### Recorded data
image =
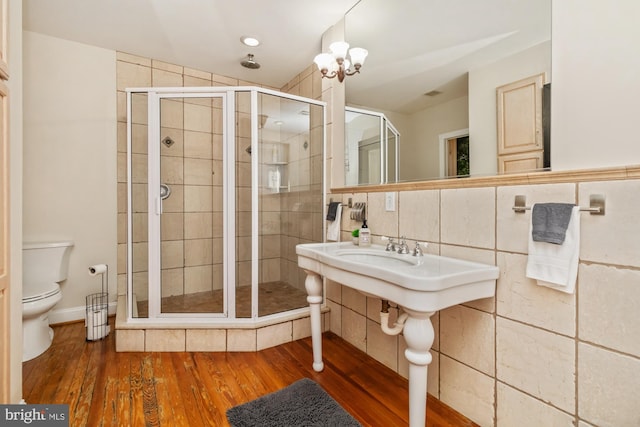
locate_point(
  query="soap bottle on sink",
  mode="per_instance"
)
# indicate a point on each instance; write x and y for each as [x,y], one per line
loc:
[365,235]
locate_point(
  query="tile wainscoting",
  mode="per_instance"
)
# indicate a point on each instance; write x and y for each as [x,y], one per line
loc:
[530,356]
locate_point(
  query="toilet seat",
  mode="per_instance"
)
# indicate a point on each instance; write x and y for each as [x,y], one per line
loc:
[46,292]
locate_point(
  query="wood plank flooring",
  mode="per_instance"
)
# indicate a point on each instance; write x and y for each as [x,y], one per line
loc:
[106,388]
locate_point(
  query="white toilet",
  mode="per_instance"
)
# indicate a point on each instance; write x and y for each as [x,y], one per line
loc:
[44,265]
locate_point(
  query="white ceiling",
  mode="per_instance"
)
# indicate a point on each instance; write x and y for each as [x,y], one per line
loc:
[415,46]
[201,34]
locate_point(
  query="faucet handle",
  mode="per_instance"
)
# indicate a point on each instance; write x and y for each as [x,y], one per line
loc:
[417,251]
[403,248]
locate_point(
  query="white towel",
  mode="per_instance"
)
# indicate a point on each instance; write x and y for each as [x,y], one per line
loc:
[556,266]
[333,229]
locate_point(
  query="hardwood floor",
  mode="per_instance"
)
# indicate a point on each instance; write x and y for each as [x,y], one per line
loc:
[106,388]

==

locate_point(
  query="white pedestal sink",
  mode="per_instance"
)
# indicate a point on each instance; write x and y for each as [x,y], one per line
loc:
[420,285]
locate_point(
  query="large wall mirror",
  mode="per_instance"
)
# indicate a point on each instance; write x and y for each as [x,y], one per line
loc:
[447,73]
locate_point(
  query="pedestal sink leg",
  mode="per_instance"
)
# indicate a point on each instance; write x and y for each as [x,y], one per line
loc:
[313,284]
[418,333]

...

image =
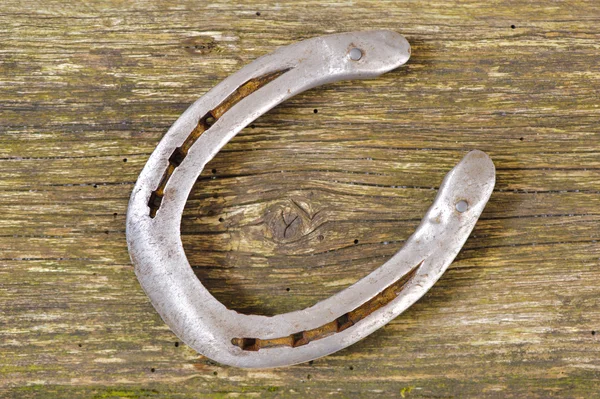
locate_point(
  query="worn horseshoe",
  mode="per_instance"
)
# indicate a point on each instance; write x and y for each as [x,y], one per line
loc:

### SET PROBLEM
Pull out every line of the records above that contains the string "toilet", and list those lines without changes.

### RESPONSE
  query="toilet seat",
  query="white toilet",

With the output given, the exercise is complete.